● **Written exercise**
Print verbatim the lines of the entries from the one containing "Where can the lawn" to the last, inclusive, and no others.

● **Records for processing**
##########
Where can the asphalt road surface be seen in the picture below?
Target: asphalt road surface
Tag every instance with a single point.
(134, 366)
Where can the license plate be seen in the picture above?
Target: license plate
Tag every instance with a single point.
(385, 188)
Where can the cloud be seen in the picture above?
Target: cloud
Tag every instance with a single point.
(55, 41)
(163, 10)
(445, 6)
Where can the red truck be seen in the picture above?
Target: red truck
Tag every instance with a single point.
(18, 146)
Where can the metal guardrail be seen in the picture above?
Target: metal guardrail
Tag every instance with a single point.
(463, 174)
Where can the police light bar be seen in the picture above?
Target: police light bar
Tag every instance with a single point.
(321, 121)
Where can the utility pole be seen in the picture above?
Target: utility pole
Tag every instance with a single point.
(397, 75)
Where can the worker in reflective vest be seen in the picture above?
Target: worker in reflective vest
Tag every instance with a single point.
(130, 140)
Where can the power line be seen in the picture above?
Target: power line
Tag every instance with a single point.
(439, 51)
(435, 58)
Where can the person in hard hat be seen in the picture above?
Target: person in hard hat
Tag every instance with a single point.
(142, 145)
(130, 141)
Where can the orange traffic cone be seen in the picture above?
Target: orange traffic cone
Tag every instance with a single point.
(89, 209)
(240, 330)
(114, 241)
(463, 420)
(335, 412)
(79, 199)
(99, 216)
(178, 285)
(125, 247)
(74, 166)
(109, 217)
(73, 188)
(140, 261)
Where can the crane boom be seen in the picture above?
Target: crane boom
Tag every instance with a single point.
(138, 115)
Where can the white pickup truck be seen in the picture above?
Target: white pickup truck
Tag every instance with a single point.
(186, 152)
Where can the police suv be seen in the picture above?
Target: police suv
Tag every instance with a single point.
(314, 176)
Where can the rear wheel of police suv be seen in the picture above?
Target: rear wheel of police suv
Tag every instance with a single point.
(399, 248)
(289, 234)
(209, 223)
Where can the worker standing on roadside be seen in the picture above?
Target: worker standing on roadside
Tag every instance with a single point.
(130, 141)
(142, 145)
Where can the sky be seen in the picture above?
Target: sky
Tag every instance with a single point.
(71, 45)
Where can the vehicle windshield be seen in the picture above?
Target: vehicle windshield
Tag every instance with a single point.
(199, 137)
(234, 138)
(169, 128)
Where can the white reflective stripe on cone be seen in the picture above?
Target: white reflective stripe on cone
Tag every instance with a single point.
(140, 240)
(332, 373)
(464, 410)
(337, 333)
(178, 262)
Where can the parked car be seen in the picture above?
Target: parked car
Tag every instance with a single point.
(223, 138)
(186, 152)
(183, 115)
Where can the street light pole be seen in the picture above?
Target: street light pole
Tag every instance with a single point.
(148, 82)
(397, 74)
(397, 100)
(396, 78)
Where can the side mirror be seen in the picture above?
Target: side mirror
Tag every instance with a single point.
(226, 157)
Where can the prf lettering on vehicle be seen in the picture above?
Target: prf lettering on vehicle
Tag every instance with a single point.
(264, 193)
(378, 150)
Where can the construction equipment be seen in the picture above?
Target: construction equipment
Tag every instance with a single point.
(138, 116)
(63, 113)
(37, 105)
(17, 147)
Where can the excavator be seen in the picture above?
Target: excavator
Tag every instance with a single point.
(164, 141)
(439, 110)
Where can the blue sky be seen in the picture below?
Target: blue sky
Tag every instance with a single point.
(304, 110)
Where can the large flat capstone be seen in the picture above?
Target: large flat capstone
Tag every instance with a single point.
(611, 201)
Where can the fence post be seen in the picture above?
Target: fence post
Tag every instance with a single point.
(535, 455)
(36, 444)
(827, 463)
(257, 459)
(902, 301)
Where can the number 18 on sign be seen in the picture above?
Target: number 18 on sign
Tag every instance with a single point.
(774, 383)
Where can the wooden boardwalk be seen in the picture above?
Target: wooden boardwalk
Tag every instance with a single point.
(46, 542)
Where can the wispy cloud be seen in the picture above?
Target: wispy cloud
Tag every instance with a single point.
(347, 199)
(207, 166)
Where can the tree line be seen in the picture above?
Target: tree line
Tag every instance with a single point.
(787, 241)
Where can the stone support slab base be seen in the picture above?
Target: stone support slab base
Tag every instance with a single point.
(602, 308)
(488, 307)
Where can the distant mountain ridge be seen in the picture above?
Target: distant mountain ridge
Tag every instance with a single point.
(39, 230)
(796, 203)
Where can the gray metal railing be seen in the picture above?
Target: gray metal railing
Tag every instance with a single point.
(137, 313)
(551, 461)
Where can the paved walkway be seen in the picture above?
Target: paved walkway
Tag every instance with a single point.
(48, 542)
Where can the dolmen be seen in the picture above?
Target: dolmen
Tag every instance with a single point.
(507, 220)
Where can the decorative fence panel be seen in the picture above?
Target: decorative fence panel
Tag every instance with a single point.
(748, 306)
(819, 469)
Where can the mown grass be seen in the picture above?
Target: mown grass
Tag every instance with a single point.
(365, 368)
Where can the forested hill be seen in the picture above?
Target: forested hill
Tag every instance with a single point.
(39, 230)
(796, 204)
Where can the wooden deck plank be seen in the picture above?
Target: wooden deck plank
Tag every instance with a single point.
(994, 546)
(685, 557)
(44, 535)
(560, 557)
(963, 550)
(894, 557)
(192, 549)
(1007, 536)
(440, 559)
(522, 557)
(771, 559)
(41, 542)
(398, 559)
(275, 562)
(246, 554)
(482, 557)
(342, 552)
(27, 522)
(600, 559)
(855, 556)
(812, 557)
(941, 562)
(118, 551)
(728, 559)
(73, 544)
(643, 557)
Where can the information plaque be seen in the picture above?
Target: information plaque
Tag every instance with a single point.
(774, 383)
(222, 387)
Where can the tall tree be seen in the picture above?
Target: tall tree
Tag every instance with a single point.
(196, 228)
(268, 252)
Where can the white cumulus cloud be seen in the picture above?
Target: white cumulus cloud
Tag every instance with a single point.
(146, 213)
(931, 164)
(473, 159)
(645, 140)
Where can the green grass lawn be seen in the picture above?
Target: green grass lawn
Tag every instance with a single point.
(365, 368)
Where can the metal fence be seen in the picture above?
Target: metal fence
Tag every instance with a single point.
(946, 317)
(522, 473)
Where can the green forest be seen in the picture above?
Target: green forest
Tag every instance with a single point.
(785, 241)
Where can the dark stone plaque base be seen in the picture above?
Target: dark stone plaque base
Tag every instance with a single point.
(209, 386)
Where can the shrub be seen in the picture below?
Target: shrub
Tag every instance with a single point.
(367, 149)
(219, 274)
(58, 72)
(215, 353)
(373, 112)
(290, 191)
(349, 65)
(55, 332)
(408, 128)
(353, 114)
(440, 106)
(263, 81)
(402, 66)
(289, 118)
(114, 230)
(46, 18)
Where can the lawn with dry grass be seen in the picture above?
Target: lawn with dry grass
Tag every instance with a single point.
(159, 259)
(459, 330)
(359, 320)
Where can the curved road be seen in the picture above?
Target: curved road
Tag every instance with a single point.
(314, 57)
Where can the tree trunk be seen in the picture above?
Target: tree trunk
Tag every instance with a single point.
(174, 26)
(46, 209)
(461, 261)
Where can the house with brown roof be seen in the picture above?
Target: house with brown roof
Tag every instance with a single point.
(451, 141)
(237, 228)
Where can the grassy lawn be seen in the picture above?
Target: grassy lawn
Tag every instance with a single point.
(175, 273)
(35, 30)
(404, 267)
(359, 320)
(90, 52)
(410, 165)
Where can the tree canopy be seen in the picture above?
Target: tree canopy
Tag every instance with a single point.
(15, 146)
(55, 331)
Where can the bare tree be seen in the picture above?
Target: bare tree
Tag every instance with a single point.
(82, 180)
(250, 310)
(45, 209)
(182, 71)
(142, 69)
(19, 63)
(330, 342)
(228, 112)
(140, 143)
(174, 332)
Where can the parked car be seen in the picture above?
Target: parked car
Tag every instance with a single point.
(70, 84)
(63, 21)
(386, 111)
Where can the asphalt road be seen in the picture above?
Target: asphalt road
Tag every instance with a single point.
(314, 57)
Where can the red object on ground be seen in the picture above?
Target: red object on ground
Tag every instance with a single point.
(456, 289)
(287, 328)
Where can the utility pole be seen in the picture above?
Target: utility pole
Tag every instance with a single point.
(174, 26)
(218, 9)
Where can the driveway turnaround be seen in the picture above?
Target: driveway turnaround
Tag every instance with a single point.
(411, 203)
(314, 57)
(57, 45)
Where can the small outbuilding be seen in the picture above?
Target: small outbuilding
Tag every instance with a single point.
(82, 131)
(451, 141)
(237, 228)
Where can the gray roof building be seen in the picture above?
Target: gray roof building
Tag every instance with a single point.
##########
● **Answer to the problem**
Where can the lawn with dry grass be seen in the picture above?
Target: lawn with dry grass
Tag every instance with a single point.
(159, 259)
(459, 330)
(359, 320)
Where can the curved road be seen in the picture above?
Target: curved road
Tag every instance with a single point.
(314, 57)
Where can the tree trunk be seen in the picture above?
Target: tree trunk
Tag every instance with a single point.
(174, 26)
(46, 209)
(461, 261)
Where can the house with brown roof be seen in the picture above?
Target: house with brown roof
Tag every instance with a single point.
(451, 141)
(237, 228)
Where can the grassy lawn be seen in the picture above?
Target: grassy lawn
Tag every instance with a single point.
(175, 273)
(35, 30)
(404, 267)
(359, 320)
(90, 52)
(410, 165)
Where can the tree canopy be seen in the picture above?
Target: tree canopy
Tag every instance with a single point.
(15, 146)
(55, 331)
Where can the bare tree be seen in the picture above?
Target: bare tree
Tag every instance with a single point.
(82, 180)
(250, 310)
(45, 209)
(182, 71)
(142, 69)
(19, 63)
(330, 342)
(228, 112)
(140, 143)
(174, 332)
Where can the parked car be seen in the picture above?
Target: parked car
Tag every instance with a single point.
(70, 84)
(63, 21)
(386, 111)
Where can the asphalt road be seen in the picture above?
Target: asphalt road
Tag every instance with a single point.
(314, 57)
Where can the red object on ground be seen in the picture above?
Target: red object on ground
Tag every instance with a single point.
(456, 289)
(287, 328)
Where can the utility pole be seen in the picture above?
Target: utility pole
Tag every instance with a single point.
(174, 26)
(218, 9)
Where can the driveway turnaround be seen in the picture above?
Target: driveway turnaround
Tag every instance with a single point.
(411, 203)
(314, 57)
(57, 45)
Where can the small outbuilding be seen in the picture above?
Target: small outbuilding
Tag every instance with a single point.
(82, 131)
(451, 141)
(237, 228)
Where can the gray roof building be seen in the picture above?
Target: gray roof building
Tag every instance with a single point.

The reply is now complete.